Document extract.
#####

Food Agility and Curtin University research is uncovering consumer attitudes towards digital monitoring of animal welfare in pork production and what influences their purchasing decisions.
The research by PhD student Heerah Jose has involved in-depth interviews, which revealed animal welfare is important to consumers, but how highly it’s valued depends on where they’re consuming it.
“Consumers have told me that when they are cooking pork at home, for themselves, friends and family, animal welfare is important and they want information about how that product was produced,” she said.
“But the minute they are outside of home, whether that’s a local restaurant or fine dining, they just want to enjoy the time with their friends and family and are not bothered about animal welfare they don't want to know about it.”
The interviews identified attributes such as animal health, access to food and water, quality of life and humane processing as being important to consumers.
Ms Jose said the research is part of a wider project examining health and welfare outcomes in commercial piggeries through the application of digital technologies.

#####

Recorded information.
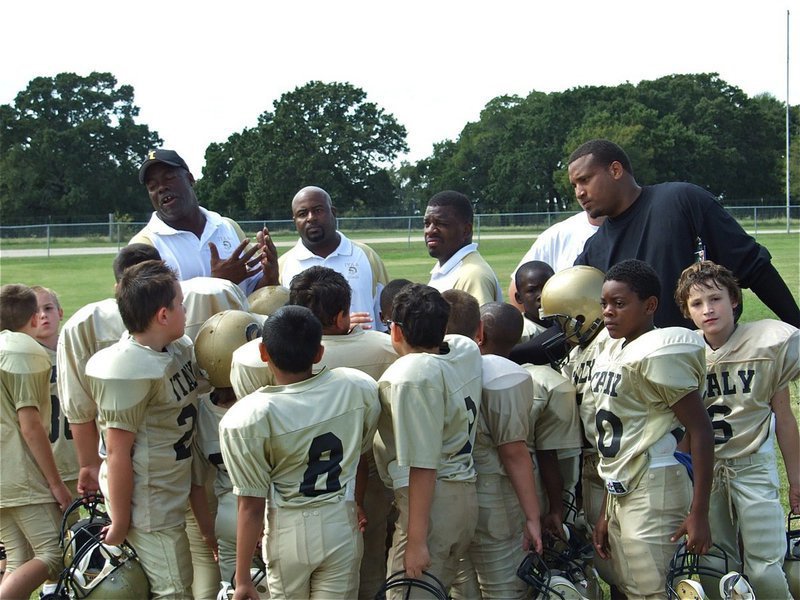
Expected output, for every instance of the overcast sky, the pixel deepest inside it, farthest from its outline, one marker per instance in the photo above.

#####

Directions.
1. In the pork welfare research text, who carried out the in-depth interviews?
2. In the pork welfare research text, start at the words "The interviews identified" and stop after "important to consumers.". Write that passage out again, putting "ethical slaughter" in place of "humane processing".

Final answers.
1. PhD student Heerah Jose.

2.
The interviews identified attributes such as animal health, access to food and water, quality of life and ethical slaughter as being important to consumers.